# [ABOUT THIS EXERCISE]
Copy out every line from the records that includes "below".

# [DATASET]
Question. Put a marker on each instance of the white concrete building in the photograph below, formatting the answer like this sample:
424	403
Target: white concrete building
...
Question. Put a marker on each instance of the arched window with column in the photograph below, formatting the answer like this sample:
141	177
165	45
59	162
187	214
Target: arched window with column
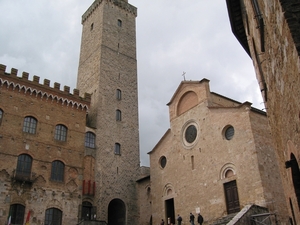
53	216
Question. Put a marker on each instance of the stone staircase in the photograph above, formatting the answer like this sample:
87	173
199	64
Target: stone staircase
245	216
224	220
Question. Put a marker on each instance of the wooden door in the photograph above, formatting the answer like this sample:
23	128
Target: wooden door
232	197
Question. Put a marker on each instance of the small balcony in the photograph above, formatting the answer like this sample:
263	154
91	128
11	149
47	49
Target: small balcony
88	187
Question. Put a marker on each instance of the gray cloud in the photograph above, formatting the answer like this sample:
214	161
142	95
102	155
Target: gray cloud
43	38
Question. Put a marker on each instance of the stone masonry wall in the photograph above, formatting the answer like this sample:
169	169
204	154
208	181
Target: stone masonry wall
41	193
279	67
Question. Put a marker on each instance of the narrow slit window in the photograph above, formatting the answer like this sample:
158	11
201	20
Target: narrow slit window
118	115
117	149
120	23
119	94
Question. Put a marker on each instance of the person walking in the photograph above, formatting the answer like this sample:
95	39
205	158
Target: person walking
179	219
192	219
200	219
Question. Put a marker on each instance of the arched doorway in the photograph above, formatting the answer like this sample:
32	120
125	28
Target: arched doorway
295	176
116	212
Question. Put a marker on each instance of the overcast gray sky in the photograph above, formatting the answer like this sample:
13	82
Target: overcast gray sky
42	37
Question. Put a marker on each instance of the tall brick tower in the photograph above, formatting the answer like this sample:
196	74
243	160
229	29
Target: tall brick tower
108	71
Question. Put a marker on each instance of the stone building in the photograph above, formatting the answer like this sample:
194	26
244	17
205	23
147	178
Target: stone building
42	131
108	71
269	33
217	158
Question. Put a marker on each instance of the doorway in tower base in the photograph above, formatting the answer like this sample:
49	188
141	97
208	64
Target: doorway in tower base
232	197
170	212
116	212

# [SOLUTION]
Question. Put a marker on each instance of the white concrete building in the photograph below, formatting the answer like this sample:
Question. Put a marker on each instance of the arched window with column in the photograph below, formatting the answer like this sample:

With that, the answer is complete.